* [Task list]
1. From the forum post about adding a small term to values that equal their lag, list every function the R code calls, excluding the one the code itself defines.
2. Extend the forum post about replacing values that equal their lag in R, starting after its last sentence.

== Text provided

I have a ts dataset with many columns. For each column, I want to substitute the values which equal their lag with the same value plus a very small term (any kind of noise), let's say a fraction of the standard deviation.
I wrote the function and used the easy apply function.
a <- c(1,2,2,3,4,5,6)
b <- c(4,5,6,7,8,8,9)
data <- data.frame(cbind(a,b))
repetitions <- function(x) {
x[x == lag(x) & !is.na(x) & !is.na(lag(x))] <- x+0.000001
x
}
datanew <- data.frame(apply(data, 2, repetitions ))
SOLVED
The problem as @cerpintax was saying, is a matter of different length: it is sufficient to condition the replacement in order to get it right.

====
== Extracted material

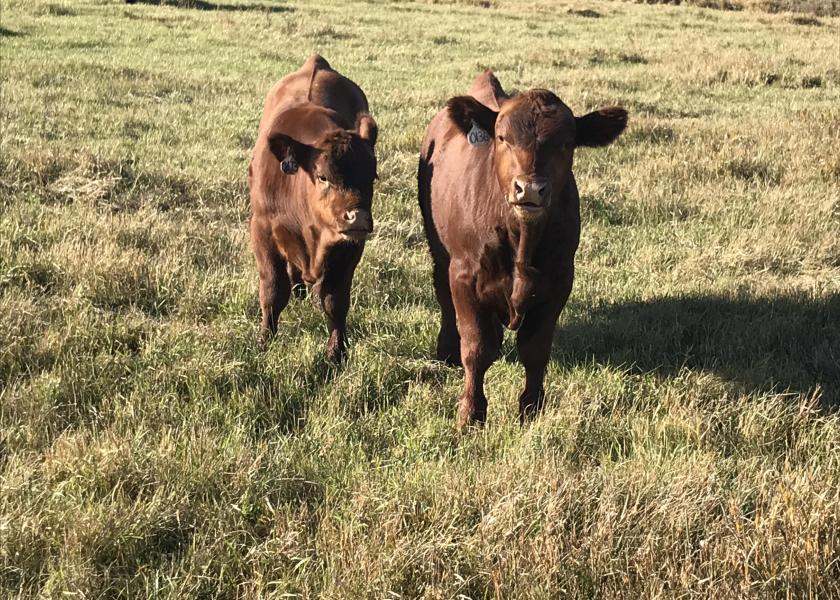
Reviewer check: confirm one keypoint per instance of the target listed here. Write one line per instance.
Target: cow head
(534, 135)
(341, 166)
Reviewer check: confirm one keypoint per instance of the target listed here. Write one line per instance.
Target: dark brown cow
(501, 213)
(311, 180)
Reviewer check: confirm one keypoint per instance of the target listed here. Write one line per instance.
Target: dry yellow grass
(691, 442)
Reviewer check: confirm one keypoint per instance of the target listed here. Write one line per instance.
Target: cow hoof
(263, 339)
(453, 360)
(530, 406)
(471, 414)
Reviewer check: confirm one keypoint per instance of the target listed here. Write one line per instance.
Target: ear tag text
(477, 135)
(289, 165)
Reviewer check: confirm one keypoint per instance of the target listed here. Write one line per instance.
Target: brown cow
(501, 213)
(311, 180)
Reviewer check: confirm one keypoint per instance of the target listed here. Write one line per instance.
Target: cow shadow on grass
(762, 345)
(204, 5)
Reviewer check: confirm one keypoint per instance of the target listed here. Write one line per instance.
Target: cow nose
(518, 189)
(358, 219)
(529, 190)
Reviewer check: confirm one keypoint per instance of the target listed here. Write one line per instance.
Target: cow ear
(600, 127)
(467, 112)
(367, 129)
(291, 153)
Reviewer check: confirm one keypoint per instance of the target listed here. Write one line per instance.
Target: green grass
(690, 446)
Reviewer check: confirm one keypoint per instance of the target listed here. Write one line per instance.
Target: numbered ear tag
(289, 165)
(477, 135)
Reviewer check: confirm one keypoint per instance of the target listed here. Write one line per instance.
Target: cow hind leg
(275, 289)
(449, 341)
(334, 294)
(533, 344)
(296, 281)
(481, 341)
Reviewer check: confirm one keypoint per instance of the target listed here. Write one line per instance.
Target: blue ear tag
(289, 165)
(477, 135)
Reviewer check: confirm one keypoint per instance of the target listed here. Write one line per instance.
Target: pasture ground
(691, 443)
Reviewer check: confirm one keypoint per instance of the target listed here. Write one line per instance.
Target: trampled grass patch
(149, 448)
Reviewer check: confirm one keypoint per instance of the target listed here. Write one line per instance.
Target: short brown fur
(502, 219)
(311, 181)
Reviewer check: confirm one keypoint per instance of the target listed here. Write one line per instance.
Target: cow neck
(525, 236)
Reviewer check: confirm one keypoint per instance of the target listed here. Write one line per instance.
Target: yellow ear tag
(477, 135)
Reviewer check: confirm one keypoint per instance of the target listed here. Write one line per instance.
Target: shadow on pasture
(284, 407)
(789, 343)
(204, 5)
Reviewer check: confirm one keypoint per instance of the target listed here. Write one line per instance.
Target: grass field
(691, 442)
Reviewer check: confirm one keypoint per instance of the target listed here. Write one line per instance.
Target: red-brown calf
(501, 213)
(311, 181)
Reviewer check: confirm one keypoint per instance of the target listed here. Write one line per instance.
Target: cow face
(342, 168)
(534, 136)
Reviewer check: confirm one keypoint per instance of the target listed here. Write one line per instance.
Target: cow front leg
(448, 342)
(275, 289)
(481, 340)
(533, 344)
(334, 294)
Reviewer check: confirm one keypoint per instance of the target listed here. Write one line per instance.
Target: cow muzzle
(357, 225)
(530, 197)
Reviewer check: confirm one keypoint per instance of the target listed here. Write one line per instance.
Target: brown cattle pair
(499, 203)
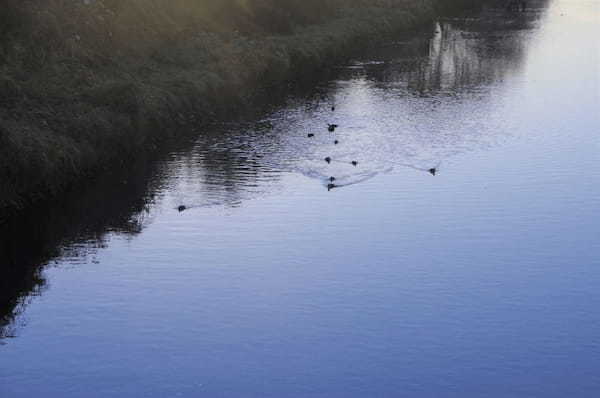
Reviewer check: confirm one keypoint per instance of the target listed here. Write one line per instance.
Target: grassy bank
(84, 84)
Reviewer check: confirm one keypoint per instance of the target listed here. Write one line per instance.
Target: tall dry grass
(83, 83)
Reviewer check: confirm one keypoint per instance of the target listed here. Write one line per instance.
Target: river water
(479, 281)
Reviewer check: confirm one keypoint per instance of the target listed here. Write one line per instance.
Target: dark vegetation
(84, 83)
(118, 201)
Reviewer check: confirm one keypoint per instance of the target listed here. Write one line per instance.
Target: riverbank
(91, 85)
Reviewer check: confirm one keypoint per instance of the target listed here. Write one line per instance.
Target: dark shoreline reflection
(237, 161)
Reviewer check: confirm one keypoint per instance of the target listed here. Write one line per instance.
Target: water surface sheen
(480, 281)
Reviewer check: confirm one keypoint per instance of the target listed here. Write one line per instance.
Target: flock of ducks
(331, 128)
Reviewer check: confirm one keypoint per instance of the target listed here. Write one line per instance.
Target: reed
(84, 84)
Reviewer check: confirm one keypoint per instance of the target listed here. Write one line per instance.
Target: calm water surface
(480, 281)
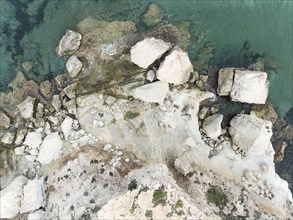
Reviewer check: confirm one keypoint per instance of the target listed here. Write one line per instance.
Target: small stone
(145, 52)
(69, 43)
(66, 127)
(26, 107)
(73, 66)
(46, 88)
(153, 92)
(150, 75)
(212, 125)
(8, 138)
(33, 140)
(5, 120)
(71, 106)
(19, 150)
(176, 68)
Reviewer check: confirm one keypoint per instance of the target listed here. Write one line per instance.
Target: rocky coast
(133, 129)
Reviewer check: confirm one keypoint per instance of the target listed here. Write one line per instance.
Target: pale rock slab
(11, 197)
(225, 81)
(33, 195)
(33, 139)
(212, 125)
(250, 87)
(69, 43)
(251, 134)
(50, 148)
(66, 127)
(176, 68)
(8, 138)
(145, 52)
(26, 107)
(73, 66)
(153, 92)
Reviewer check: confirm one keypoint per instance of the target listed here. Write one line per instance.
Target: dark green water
(31, 29)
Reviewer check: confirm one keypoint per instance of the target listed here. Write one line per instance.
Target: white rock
(225, 81)
(251, 134)
(56, 102)
(19, 150)
(50, 148)
(212, 125)
(33, 195)
(11, 197)
(150, 75)
(153, 92)
(176, 68)
(250, 87)
(66, 126)
(73, 66)
(33, 139)
(26, 107)
(69, 43)
(8, 138)
(145, 52)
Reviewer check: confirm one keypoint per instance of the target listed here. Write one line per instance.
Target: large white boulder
(66, 127)
(212, 125)
(73, 66)
(50, 148)
(69, 43)
(11, 197)
(250, 134)
(33, 139)
(33, 195)
(145, 52)
(26, 107)
(176, 68)
(225, 81)
(250, 87)
(153, 92)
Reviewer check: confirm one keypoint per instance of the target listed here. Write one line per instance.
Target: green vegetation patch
(159, 196)
(216, 196)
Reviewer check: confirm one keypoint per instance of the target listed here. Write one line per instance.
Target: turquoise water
(30, 31)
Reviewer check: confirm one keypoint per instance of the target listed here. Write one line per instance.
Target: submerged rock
(73, 66)
(153, 92)
(50, 148)
(250, 87)
(69, 43)
(26, 107)
(154, 15)
(250, 135)
(5, 120)
(212, 125)
(145, 52)
(176, 68)
(225, 81)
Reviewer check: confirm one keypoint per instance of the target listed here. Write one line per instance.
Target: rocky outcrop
(153, 92)
(154, 15)
(176, 68)
(11, 197)
(250, 87)
(73, 66)
(250, 135)
(145, 52)
(69, 43)
(212, 125)
(50, 148)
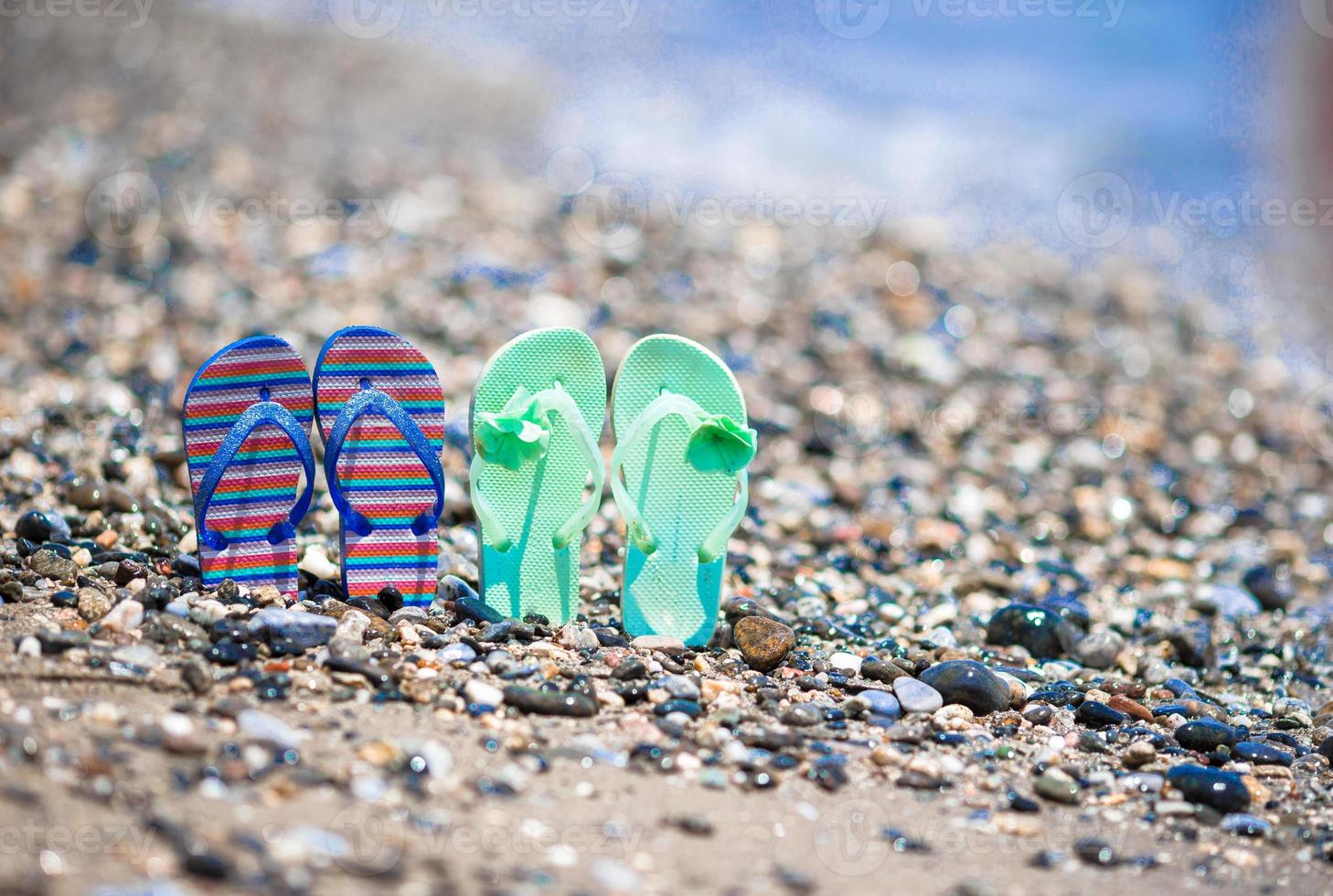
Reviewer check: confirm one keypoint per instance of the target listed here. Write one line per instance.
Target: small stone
(316, 563)
(482, 694)
(968, 683)
(549, 703)
(1205, 735)
(52, 566)
(881, 703)
(1269, 590)
(879, 671)
(916, 696)
(1057, 787)
(762, 642)
(803, 715)
(1193, 645)
(848, 663)
(1099, 715)
(1260, 753)
(1138, 753)
(37, 527)
(125, 616)
(1099, 649)
(300, 628)
(1042, 632)
(1222, 791)
(92, 604)
(664, 643)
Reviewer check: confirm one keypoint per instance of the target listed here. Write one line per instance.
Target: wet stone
(549, 703)
(1260, 753)
(1222, 791)
(1099, 715)
(37, 527)
(1040, 631)
(52, 566)
(916, 696)
(968, 683)
(1269, 590)
(762, 642)
(1205, 735)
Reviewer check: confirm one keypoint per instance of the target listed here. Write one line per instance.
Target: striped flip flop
(247, 421)
(380, 411)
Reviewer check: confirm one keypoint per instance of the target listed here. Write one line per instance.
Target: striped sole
(378, 471)
(261, 483)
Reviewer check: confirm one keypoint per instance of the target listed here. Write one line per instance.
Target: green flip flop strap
(558, 400)
(658, 410)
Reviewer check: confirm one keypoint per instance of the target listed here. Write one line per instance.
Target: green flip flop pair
(677, 475)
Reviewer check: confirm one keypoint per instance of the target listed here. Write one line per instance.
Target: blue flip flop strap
(381, 403)
(258, 415)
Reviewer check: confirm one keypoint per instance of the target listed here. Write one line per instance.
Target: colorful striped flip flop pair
(677, 475)
(380, 412)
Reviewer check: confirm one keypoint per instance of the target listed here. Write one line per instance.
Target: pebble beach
(1033, 595)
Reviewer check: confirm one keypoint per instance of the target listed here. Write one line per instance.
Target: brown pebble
(1129, 707)
(762, 642)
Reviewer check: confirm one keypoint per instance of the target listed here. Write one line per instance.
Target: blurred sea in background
(971, 119)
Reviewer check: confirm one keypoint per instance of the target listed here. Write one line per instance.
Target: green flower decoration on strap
(720, 444)
(516, 435)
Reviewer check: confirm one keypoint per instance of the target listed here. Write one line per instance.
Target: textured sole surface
(378, 471)
(536, 500)
(261, 485)
(669, 592)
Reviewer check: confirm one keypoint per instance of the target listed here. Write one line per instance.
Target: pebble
(549, 703)
(881, 703)
(316, 563)
(1205, 735)
(37, 527)
(125, 616)
(93, 604)
(762, 642)
(1261, 753)
(1042, 632)
(300, 628)
(968, 683)
(1057, 787)
(1099, 715)
(52, 566)
(1222, 791)
(916, 696)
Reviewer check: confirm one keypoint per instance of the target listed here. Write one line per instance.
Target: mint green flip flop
(681, 448)
(536, 415)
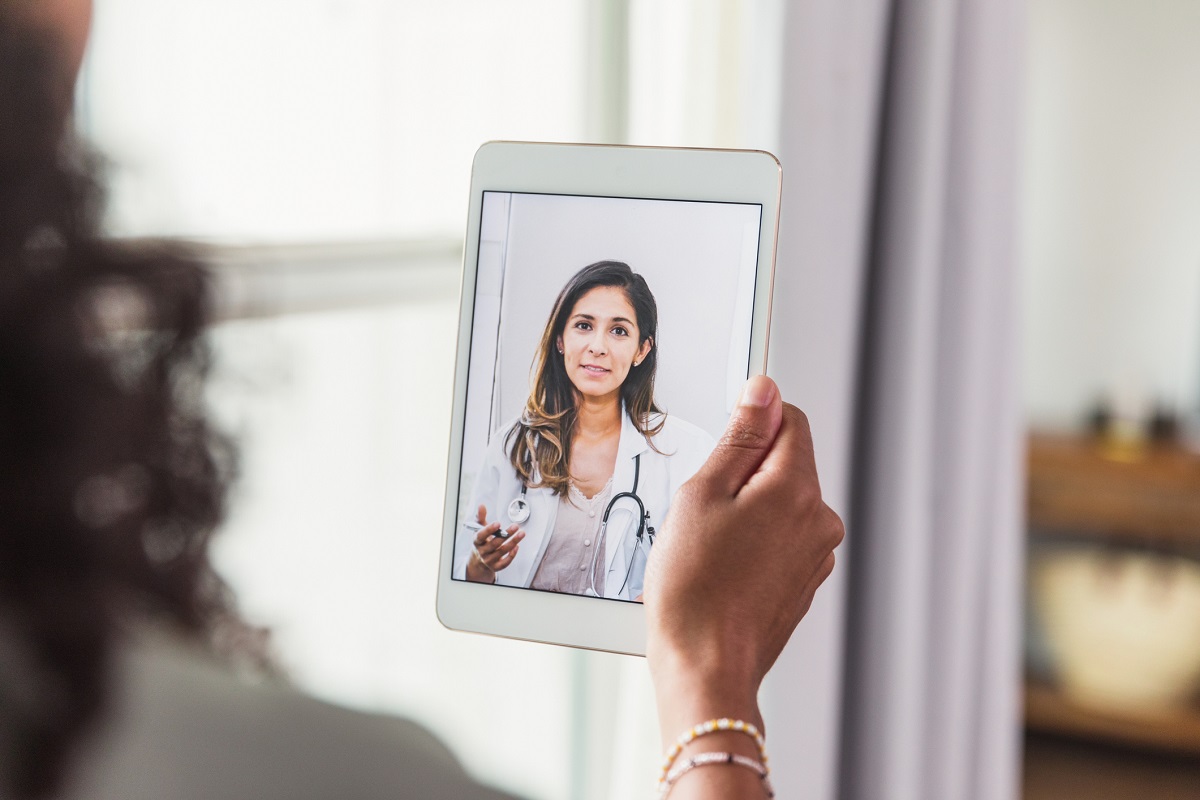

====

* [Responses in order]
1. c, cbind, data.frame, lag, is.na, apply

2.
Thank you very much @jason: your solution worked but I found a bug: when I used your code on the larger dataset, I got some NA instead of the replacement (don't know why).
Here's the working code, very simple! I just hate myself for spending so much time on this tiny bit..
repetitions <- function(x) {
x[x == lag(x) & !is.na(x) & !is.na(lag(x))] <- x[x == lag(x) & !is.na(x) & !is.na(lag(x))] + (0.0001*sd(x, na.rm = T))
x
}
ITA_HD6 <- data.frame(apply(ITA_HD5, 2, repetitions))